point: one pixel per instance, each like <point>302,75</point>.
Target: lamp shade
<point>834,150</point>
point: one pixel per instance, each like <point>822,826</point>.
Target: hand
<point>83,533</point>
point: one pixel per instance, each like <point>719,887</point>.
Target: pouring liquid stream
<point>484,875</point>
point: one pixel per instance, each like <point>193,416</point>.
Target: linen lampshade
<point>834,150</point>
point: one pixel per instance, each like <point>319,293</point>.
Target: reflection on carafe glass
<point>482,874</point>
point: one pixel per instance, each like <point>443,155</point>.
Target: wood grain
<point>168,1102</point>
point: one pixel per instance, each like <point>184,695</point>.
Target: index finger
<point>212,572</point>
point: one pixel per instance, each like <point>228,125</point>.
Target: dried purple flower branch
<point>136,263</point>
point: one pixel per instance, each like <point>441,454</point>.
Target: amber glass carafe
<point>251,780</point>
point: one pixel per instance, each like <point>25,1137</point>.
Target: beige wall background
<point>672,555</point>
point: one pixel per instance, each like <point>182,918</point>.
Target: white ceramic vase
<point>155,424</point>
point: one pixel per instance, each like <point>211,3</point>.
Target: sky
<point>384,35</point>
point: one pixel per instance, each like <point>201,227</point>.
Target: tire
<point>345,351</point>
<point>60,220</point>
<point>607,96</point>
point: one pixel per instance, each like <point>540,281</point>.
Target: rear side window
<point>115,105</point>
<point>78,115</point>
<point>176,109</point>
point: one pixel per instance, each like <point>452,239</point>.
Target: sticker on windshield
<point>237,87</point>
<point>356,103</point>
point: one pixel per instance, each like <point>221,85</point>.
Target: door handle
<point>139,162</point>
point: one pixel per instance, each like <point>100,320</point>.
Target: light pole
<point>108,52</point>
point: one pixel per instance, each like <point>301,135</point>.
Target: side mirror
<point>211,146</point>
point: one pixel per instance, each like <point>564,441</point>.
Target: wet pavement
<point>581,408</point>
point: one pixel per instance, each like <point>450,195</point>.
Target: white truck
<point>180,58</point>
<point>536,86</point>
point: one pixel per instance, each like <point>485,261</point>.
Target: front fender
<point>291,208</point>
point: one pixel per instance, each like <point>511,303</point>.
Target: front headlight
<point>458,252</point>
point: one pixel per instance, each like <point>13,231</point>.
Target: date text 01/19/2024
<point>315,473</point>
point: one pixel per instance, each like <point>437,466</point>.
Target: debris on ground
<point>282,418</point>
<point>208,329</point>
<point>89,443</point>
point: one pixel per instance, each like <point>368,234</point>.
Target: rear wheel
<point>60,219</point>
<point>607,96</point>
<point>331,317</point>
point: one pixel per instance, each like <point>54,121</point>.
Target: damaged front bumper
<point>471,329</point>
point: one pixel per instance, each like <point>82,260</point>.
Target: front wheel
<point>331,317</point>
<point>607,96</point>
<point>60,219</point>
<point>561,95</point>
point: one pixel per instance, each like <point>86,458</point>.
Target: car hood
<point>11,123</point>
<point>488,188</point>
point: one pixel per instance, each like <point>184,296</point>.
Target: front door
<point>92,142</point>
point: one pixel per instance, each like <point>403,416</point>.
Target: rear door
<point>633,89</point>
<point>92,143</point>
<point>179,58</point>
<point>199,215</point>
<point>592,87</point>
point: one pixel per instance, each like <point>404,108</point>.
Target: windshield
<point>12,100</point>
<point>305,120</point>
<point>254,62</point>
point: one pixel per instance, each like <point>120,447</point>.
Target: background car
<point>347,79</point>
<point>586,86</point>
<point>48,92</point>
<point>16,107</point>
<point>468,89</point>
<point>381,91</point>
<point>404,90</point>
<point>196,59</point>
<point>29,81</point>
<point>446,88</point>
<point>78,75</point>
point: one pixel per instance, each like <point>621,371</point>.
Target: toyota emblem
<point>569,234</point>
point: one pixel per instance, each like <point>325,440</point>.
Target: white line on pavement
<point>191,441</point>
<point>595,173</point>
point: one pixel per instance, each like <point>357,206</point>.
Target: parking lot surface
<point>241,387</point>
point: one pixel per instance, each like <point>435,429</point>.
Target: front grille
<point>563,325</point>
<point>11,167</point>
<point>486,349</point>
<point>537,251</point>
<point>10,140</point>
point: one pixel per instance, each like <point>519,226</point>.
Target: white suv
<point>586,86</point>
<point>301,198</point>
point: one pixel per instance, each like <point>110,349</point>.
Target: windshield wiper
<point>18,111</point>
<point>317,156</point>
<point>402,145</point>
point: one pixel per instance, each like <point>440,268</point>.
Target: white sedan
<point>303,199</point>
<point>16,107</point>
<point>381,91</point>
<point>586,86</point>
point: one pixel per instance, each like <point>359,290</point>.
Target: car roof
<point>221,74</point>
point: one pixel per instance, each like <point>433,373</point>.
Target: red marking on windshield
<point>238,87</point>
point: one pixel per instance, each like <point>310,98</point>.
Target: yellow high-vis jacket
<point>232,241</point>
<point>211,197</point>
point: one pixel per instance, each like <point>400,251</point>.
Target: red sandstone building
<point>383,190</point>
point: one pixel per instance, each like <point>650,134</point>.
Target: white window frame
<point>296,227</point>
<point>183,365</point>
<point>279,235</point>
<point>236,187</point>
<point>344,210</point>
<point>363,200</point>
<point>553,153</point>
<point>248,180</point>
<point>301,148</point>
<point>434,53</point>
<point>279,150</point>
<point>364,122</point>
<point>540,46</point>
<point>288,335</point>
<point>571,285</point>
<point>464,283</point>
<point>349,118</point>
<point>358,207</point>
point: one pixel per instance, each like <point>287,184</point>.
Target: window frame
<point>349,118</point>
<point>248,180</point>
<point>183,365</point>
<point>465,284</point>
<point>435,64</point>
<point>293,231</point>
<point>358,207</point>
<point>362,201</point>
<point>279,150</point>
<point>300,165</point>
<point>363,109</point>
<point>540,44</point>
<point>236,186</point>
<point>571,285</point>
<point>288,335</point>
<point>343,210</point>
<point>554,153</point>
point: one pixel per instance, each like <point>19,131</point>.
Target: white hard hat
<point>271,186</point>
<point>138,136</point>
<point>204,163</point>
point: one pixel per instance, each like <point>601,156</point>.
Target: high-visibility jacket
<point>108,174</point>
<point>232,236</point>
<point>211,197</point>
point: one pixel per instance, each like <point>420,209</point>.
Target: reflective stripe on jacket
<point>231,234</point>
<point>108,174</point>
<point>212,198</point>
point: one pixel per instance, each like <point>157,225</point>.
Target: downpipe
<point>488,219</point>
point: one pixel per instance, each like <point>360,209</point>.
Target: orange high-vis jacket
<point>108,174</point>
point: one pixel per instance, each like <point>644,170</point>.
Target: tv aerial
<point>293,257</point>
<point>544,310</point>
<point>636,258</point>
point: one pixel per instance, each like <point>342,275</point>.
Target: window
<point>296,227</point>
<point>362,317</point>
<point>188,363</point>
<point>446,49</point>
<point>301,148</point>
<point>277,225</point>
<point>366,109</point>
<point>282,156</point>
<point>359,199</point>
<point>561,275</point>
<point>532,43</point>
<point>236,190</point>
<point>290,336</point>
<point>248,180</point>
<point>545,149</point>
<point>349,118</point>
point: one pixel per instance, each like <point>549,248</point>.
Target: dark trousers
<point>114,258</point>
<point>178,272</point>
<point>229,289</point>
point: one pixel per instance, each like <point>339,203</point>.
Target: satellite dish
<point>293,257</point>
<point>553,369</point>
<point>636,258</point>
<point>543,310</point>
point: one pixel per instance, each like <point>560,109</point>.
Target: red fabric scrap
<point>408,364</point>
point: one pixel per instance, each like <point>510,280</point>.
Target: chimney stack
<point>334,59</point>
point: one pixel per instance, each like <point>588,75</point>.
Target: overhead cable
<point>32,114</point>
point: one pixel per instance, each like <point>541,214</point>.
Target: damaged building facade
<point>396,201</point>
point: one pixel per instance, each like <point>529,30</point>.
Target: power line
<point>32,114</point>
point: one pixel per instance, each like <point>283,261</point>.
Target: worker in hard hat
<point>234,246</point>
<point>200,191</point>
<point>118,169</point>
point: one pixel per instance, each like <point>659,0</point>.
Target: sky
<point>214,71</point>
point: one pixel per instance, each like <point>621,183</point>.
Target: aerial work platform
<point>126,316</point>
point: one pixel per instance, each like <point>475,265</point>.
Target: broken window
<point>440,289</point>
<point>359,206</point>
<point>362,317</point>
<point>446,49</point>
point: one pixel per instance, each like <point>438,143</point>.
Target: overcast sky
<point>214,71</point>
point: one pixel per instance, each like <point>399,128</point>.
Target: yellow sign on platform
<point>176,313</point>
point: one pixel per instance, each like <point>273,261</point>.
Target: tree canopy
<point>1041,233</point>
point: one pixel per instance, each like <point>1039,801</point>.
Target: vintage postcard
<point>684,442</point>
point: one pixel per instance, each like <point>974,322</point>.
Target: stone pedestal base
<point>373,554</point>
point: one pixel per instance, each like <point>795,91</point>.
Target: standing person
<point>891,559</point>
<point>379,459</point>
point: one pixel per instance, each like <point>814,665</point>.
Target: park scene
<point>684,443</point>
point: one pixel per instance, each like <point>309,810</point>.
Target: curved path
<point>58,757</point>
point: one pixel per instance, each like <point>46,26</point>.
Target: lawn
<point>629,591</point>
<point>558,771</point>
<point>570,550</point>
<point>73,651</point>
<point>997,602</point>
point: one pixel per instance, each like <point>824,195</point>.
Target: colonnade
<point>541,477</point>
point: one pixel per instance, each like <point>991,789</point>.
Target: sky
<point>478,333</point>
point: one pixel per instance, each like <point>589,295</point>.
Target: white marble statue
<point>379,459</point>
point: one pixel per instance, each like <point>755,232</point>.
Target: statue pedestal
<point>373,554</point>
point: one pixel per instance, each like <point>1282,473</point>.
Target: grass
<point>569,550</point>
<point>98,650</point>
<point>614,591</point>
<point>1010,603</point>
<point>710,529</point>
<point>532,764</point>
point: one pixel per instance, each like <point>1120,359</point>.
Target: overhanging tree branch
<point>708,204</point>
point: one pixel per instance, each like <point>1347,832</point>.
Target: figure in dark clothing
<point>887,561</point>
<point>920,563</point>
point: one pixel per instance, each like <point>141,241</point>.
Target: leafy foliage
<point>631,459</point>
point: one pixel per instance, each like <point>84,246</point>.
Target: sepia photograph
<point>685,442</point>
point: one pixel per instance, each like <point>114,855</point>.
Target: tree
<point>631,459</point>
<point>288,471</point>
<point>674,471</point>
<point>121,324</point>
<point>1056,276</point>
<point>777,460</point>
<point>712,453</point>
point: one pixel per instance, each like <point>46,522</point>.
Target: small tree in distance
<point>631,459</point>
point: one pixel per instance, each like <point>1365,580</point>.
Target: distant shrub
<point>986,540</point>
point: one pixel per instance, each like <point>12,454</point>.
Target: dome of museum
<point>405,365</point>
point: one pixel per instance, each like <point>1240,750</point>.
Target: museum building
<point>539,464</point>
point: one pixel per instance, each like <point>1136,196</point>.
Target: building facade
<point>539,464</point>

┄┄┄┄┄┄

DESCRIPTION OF THE TASK – Take the listing above from its first line through the line containing "point: one pixel per instance, each like <point>719,887</point>.", and transcribe that stretch exactly, with no other lines.

SOLUTION –
point: one pixel per instance, each like <point>302,75</point>.
Target: lamp shade
<point>834,150</point>
point: one pixel per instance, each like <point>822,826</point>.
Target: hand
<point>83,533</point>
point: one pixel per instance, each like <point>719,887</point>.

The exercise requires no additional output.